= What the task requires =
Edit the lines of the material from the line that contains "white cloud, the" through the end of the material. Replace "green shrub" with "leafy shrub" and leave everything else unchanged.

+++ Exercise material

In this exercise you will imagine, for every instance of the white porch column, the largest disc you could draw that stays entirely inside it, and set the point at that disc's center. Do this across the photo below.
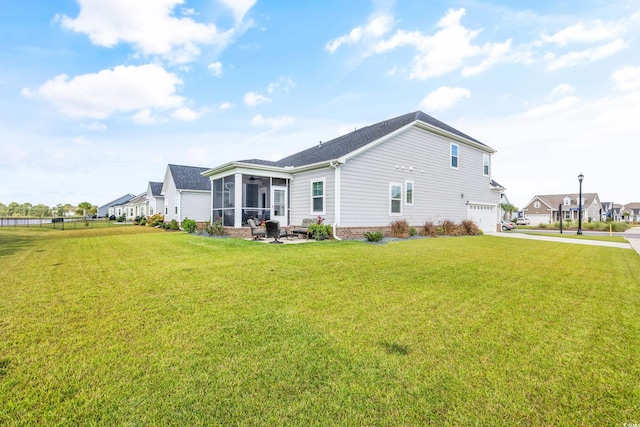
(237, 200)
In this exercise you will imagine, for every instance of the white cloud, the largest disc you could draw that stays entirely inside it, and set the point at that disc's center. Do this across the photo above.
(124, 89)
(186, 114)
(444, 98)
(272, 122)
(595, 31)
(586, 56)
(252, 99)
(563, 89)
(81, 140)
(145, 117)
(284, 84)
(239, 8)
(95, 126)
(377, 26)
(215, 68)
(552, 109)
(627, 78)
(148, 25)
(446, 50)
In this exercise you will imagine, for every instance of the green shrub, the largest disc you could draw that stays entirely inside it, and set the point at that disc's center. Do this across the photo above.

++++++

= Response below =
In this exercise you will imagine, for every instance of the white cloud, the largest disc you could draw that stays entirely inside it, and set the point at that disc's center. Do this across the photo above.
(124, 89)
(186, 114)
(444, 98)
(272, 122)
(595, 31)
(586, 56)
(252, 99)
(563, 89)
(81, 140)
(145, 117)
(284, 84)
(239, 8)
(95, 126)
(377, 26)
(215, 68)
(552, 109)
(627, 78)
(148, 25)
(446, 50)
In this exercise you will imagine, for every instance of the leafy shrub, the largest disc you could draw that stays entirely inside it, and set the point at that disc's center. Do this across the photo above.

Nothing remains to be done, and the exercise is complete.